*** Text section ***
Friday, July 10, 2009

Nasty Pictures: Twisted Film from Houston Artists





Saturday July 11, 2009

Free Film Night

Guest Curator Sean Morrissey Carroll

8pm @ Frenetic Theater
5102 Navigation Blvd.



Nasty Pictures
Twisted film from Houston artists

Disturbing, sexual, fanatic; there are great films being made today in Houston that smash morals and bash heads without breaking a sweat. Can you handle the heat of a Houston summer? Well, then you can handle the wilting intensity of these underground artists.


The Program

apertif~
Travis Kerschen, Luz, 2007

Set in a spare Mexico City apartment, Luz is a tale of young love gone wrong and one woman's valiant effort to hold her mind together in face of crushing disappointment. Centered around a fanatic monologue by the film's fragile protagonist, flashback scenes of bliss and emotional violence are cut into an dialogue that veers from divine inspiration to delusional psycho-babble; all in the service of self-preservation. The tenuous resolution of Luz leaves the world on hold as the psychic space of one's convictions eclipses reality.
*** Information provided ***
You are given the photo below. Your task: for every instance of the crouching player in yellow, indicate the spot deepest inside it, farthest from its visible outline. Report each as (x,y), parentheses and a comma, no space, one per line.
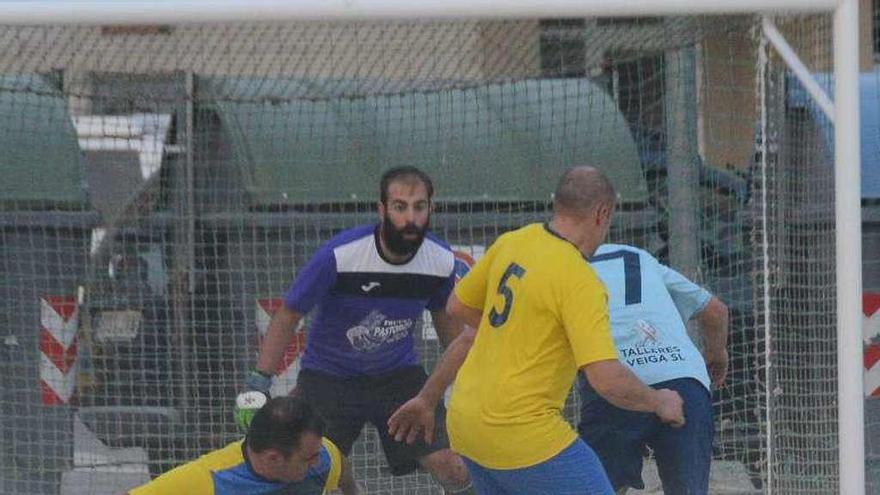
(284,452)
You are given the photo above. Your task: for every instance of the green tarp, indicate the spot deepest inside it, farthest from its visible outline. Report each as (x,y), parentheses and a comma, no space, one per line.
(300,142)
(40,158)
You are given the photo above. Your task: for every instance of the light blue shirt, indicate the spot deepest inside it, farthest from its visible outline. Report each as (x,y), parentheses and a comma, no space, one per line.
(649,304)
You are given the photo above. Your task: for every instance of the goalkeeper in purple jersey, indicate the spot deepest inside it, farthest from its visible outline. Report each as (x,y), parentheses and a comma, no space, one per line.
(648,304)
(368,288)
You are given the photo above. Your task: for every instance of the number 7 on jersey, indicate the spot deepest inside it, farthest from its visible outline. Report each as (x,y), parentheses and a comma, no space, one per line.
(497,319)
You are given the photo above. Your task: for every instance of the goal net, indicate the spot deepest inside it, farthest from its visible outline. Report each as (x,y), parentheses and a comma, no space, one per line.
(162,185)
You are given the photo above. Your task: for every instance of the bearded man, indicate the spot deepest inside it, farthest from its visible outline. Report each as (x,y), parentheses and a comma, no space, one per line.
(368,287)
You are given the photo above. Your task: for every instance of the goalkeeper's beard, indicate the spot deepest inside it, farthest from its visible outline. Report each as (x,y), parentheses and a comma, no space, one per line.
(395,240)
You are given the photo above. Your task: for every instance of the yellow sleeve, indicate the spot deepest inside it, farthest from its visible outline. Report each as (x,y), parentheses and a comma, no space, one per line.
(471,290)
(586,321)
(188,478)
(335,465)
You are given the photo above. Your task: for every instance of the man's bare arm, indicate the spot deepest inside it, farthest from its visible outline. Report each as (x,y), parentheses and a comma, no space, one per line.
(713,321)
(282,330)
(618,385)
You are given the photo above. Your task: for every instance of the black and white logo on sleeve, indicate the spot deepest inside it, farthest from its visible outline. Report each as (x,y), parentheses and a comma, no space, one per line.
(370,286)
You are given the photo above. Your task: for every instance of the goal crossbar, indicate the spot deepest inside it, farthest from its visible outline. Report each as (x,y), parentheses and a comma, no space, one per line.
(202,11)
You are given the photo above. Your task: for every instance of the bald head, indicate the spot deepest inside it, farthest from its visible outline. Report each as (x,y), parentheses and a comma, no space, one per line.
(580,190)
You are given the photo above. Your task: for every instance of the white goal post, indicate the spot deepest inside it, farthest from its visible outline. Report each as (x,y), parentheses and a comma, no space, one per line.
(844,103)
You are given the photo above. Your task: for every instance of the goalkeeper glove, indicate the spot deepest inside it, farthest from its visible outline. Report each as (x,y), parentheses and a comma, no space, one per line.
(249,402)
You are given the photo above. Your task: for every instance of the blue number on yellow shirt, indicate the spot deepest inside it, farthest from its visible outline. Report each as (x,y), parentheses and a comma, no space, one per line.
(632,273)
(513,270)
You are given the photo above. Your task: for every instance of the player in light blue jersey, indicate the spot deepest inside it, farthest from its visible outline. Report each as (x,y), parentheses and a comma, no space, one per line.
(649,304)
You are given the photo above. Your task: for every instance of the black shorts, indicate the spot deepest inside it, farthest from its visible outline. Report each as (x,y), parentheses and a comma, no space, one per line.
(346,404)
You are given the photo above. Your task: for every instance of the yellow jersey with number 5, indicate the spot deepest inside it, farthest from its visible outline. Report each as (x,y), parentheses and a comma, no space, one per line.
(545,315)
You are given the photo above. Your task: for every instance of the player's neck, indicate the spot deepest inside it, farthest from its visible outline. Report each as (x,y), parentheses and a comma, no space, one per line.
(574,231)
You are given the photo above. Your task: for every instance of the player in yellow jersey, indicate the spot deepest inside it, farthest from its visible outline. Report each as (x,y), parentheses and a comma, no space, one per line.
(540,314)
(283,452)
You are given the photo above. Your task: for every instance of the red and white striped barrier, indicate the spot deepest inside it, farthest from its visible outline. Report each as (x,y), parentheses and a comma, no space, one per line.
(871,336)
(284,380)
(59,320)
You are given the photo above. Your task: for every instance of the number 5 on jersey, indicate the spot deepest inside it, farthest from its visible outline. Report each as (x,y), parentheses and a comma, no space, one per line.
(497,319)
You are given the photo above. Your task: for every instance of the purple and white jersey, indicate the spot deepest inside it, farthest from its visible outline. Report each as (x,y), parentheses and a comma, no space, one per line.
(366,308)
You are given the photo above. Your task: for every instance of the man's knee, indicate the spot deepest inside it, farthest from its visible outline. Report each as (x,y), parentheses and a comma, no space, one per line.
(448,468)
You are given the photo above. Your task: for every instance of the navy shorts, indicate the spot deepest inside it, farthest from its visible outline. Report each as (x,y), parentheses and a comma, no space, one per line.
(346,404)
(683,455)
(574,471)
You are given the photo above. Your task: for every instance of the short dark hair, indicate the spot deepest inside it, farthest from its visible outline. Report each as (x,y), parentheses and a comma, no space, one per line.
(280,425)
(582,188)
(404,174)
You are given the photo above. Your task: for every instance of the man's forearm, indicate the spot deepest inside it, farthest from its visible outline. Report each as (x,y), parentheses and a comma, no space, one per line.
(618,385)
(282,330)
(446,327)
(447,367)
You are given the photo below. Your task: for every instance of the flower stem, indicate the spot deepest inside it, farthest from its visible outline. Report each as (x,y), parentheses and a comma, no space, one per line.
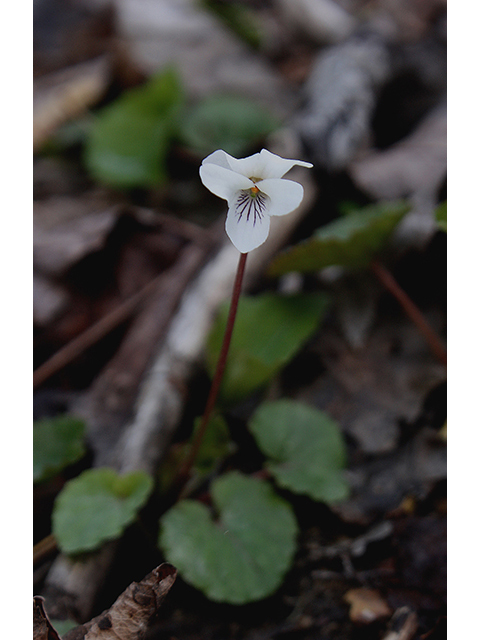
***
**Given task 1:** Extract the part of the film night announcement from "Set in a spare" to "convictions eclipses reality.".
**Given task 2:** Who is the guest curator named in the film night announcement?
**Given task 3:** Which adjectives open the sentence about films being made in Houston in the film night announcement?

**Response 1:**
Set in a spare Mexico City apartment, Luz is a tale of young love gone wrong and one woman's valiant effort to hold her mind together in face of crushing disappointment. Centered around a fanatic monologue by the film's fragile protagonist, flashback scenes of bliss and emotional violence are cut into an dialogue that veers from divine inspiration to delusional psycho-babble; all in the service of self-preservation. The tenuous resolution of Luz leaves the world on hold as the psychic space of one's convictions eclipses reality.

**Response 2:** Sean Morrissey Carroll

**Response 3:** Disturbing, sexual, fanatic